> _Direction_: Reproduce the passage of the Abu Dhabi driving licence thread starting with "The UAE driving" and going on through "here that is!!".

> _Page text_:
# Licence to drive in abu dhabi



## BoroRich

Hi all.

There is a chance that I may be moving out to Abu Dhabi soon to work. I was wondering if I can drive on my UK driving licence or will I need to apply for one out there. Thanks


----------



## Elphaba

As soon as you arrive you can drive a hire car with your UK licence, provided you have an International Driving Permit (even if the rental company doesn't ask for it). You can get one in the UK from major Post Offices and from the AA. 

As soon as you have your residency visa in your passport you must convert your UK licence to a UAE licence, If you have a UK passport and a UK licence it's a simple matter of some paperwork.


----------



## Waterflow

*Easy*

Take your UK licence and GO to taffic department ( Al moror street - 27th street ) .and they give you a UAE licence


----------



## AlexDhabi

Not quite that easy. You need these:
1) Residence visa
2) UAE ID card
3) Official translation of your licence 
4) Original UK licence
5) Money (sorry I can't remember how much)
The UAE driving licence is valid for 10 years and they don't take your UK licence.


----------



## Chiryu

Can they do the translation at the same place or do I need to take it to a specific place?

If so, anyone recommend a place? I'm going to have two toddlers in tow when I venture down to exchange my licence so need to be as prepared as possible to make it as hassle free as possible. If hassle free exists here that is!!


----------



## AlexDhabi

Official translation offices are small offices in several different places usually on back streets of the down-town area. If you go to a "typing office" they will direct you to one nearby if they can't help you. They are all small businesses (no great ones I can recommend). 
Hassle free? Unfortunately that is not possible. But your (or your partner's) employer's PRO can usually also help direct you as well.

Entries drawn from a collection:
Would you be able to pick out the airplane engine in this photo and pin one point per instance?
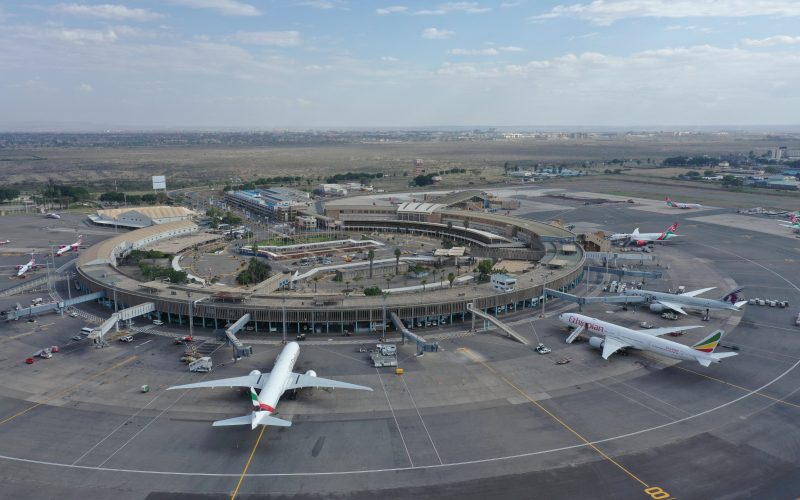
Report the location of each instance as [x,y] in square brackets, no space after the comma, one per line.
[596,342]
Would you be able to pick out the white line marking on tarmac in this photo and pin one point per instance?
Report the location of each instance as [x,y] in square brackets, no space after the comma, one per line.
[421,420]
[395,419]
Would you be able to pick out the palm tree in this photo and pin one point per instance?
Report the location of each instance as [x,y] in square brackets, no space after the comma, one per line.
[397,254]
[371,257]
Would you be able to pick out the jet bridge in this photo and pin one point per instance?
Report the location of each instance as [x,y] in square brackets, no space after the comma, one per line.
[57,306]
[99,333]
[613,299]
[239,349]
[507,329]
[624,272]
[422,344]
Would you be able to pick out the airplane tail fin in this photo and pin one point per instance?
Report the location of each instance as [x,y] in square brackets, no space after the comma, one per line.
[732,296]
[708,344]
[253,420]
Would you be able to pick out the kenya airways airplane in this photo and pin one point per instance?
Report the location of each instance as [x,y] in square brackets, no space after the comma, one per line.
[69,248]
[642,239]
[677,204]
[272,386]
[30,266]
[611,338]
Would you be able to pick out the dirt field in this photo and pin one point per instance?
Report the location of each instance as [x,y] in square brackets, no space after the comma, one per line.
[132,167]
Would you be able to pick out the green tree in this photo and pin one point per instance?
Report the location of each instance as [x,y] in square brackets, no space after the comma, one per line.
[397,254]
[371,257]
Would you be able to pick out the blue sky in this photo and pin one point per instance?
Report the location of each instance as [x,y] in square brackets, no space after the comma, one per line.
[337,63]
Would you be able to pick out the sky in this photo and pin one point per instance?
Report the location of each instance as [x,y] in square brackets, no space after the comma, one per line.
[355,64]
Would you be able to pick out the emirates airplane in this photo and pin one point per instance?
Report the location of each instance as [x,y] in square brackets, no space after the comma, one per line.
[611,338]
[271,386]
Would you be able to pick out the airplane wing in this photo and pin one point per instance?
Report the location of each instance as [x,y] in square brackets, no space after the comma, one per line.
[695,293]
[300,381]
[612,345]
[246,381]
[657,332]
[671,305]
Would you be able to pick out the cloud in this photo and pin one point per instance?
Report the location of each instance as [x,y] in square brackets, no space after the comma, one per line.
[106,11]
[772,41]
[606,12]
[437,34]
[272,38]
[439,10]
[317,4]
[446,8]
[224,7]
[473,52]
[394,9]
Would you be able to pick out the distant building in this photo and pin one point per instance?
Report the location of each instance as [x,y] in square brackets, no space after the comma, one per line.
[277,204]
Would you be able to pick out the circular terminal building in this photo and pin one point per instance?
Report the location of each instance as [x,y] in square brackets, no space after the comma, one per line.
[533,255]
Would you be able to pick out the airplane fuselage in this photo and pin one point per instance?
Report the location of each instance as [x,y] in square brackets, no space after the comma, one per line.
[278,378]
[637,340]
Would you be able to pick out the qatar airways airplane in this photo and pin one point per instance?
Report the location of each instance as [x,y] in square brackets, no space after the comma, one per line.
[271,386]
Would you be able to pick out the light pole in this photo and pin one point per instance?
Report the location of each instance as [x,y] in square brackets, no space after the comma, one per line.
[283,313]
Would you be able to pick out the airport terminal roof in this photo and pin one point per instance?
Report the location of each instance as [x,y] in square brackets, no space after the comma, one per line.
[414,207]
[158,212]
[101,253]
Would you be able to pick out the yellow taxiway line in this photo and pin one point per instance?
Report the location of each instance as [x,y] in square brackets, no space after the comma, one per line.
[247,465]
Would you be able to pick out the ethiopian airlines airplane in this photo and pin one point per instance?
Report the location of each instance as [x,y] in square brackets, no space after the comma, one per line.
[677,204]
[641,239]
[69,248]
[611,338]
[271,386]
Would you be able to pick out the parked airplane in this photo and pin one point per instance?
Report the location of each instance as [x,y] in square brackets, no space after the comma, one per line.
[677,204]
[69,248]
[616,337]
[794,222]
[272,386]
[30,266]
[641,239]
[661,301]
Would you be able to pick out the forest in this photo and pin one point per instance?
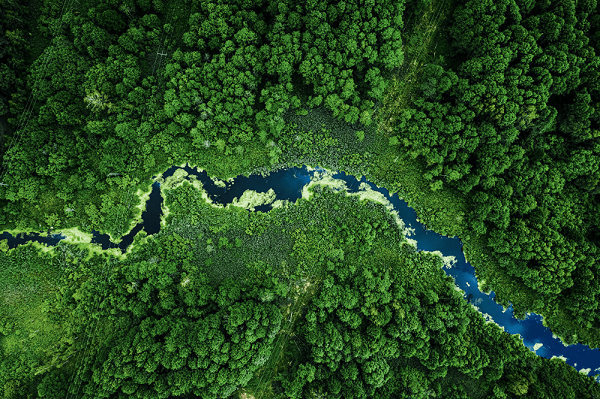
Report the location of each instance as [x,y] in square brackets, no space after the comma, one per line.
[322,298]
[494,139]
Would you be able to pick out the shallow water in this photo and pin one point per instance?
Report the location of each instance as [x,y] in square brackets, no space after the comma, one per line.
[288,184]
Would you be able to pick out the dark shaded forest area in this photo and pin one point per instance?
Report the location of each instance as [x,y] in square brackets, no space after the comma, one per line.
[512,121]
[340,306]
[96,97]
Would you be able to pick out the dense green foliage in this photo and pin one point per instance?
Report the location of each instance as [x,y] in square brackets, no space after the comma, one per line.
[319,298]
[515,124]
[351,310]
[124,89]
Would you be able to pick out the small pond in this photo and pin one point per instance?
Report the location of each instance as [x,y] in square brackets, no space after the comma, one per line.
[288,184]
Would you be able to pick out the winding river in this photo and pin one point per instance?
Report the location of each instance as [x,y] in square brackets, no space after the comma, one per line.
[288,185]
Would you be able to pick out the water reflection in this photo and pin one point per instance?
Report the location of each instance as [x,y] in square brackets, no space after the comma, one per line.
[288,184]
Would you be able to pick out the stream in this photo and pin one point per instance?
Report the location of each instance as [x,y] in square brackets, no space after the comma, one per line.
[288,184]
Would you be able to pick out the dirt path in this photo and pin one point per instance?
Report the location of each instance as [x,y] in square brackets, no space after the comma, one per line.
[407,81]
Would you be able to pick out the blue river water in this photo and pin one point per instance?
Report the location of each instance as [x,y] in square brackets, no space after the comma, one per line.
[288,184]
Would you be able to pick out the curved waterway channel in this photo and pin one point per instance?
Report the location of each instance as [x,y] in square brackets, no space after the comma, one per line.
[288,185]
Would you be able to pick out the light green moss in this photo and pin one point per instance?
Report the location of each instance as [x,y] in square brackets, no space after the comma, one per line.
[251,199]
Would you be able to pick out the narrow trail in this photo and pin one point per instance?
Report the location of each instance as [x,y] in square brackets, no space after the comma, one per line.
[398,96]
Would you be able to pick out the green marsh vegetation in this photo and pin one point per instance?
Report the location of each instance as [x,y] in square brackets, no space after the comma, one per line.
[495,141]
[321,296]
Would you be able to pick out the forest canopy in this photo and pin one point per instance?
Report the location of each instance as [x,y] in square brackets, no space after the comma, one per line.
[98,97]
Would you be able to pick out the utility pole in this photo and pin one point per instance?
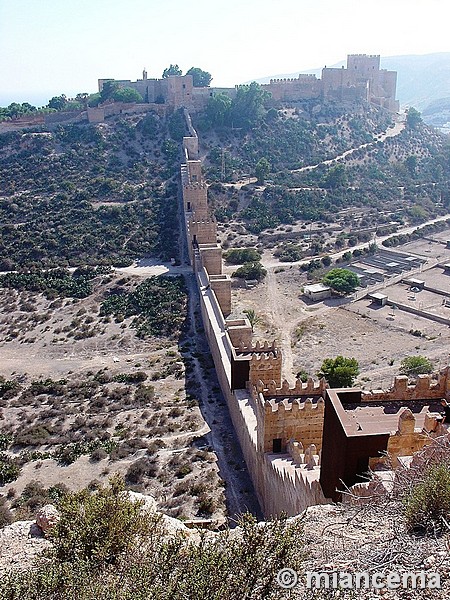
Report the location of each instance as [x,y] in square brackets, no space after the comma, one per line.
[222,174]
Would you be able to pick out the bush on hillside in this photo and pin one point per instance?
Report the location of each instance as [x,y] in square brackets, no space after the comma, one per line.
[427,506]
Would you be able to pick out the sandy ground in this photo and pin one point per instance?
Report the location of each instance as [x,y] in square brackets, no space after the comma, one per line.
[378,338]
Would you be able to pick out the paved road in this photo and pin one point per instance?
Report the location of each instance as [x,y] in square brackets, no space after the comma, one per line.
[270,262]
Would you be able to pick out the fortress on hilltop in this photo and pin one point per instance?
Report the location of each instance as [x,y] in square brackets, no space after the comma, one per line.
[361,80]
[304,444]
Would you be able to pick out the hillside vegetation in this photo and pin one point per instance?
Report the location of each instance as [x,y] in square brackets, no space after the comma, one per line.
[89,194]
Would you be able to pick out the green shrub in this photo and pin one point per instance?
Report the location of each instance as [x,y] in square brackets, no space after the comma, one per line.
[97,528]
[427,506]
[252,270]
[415,365]
[9,469]
[105,548]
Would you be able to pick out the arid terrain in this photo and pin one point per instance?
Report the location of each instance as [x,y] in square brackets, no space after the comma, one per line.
[91,398]
[378,337]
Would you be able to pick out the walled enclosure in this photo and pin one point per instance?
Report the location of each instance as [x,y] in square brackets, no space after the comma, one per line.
[362,79]
[283,481]
[292,437]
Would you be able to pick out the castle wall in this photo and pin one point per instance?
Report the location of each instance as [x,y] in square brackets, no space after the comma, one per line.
[221,286]
[425,387]
[279,487]
[211,257]
[292,420]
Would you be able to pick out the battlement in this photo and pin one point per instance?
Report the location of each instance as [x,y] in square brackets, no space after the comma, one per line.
[296,405]
[424,388]
[258,347]
[363,56]
[301,77]
[310,387]
[195,186]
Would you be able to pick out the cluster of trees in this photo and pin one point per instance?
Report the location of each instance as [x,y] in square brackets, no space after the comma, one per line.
[340,371]
[158,306]
[278,205]
[57,282]
[106,545]
[341,280]
[16,110]
[244,111]
[251,270]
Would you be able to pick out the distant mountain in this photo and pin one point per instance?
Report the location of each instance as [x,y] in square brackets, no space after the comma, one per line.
[422,79]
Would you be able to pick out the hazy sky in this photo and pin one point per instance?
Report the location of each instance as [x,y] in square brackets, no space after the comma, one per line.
[50,47]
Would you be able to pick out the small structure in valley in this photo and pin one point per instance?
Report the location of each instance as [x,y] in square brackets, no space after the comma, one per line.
[317,292]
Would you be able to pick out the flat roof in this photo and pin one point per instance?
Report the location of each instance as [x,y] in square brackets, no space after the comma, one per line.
[379,416]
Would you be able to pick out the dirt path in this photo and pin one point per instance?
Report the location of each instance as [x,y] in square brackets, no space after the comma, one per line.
[391,132]
[270,262]
[239,491]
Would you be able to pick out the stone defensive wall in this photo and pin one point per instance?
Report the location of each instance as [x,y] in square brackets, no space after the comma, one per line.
[283,482]
[425,387]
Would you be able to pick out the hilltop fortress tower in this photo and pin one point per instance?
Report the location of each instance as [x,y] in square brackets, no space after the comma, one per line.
[362,80]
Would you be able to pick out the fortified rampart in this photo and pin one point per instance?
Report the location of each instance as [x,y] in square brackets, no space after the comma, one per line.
[299,442]
[283,482]
[361,80]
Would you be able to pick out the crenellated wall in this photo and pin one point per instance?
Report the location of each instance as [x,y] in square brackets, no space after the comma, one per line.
[424,388]
[281,483]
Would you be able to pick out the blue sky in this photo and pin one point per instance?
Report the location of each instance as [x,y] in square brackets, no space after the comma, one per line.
[49,47]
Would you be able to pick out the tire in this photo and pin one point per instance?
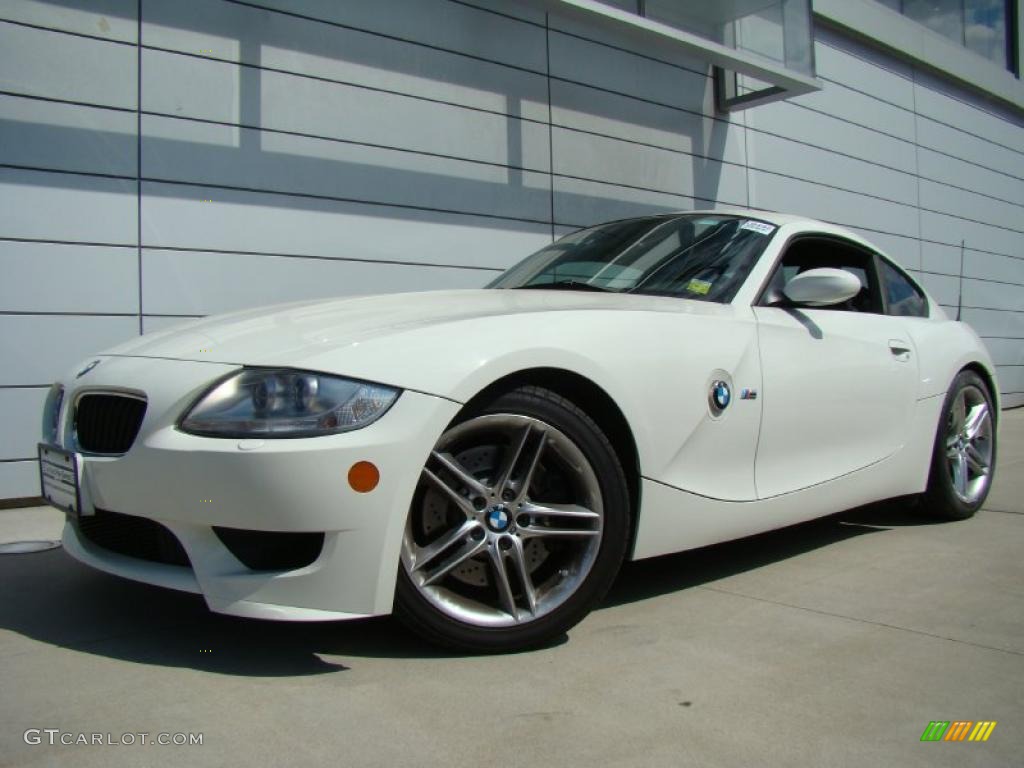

> _Task result_:
The UAE driving licence is valid for 10 years and they don't take your UK licence.


----------



## Chiryu

Can they do the translation at the same place or do I need to take it to a specific place?

If so, anyone recommend a place? I'm going to have two toddlers in tow when I venture down to exchange my licence so need to be as prepared as possible to make it as hassle free as possible. If hassle free exists here that is!!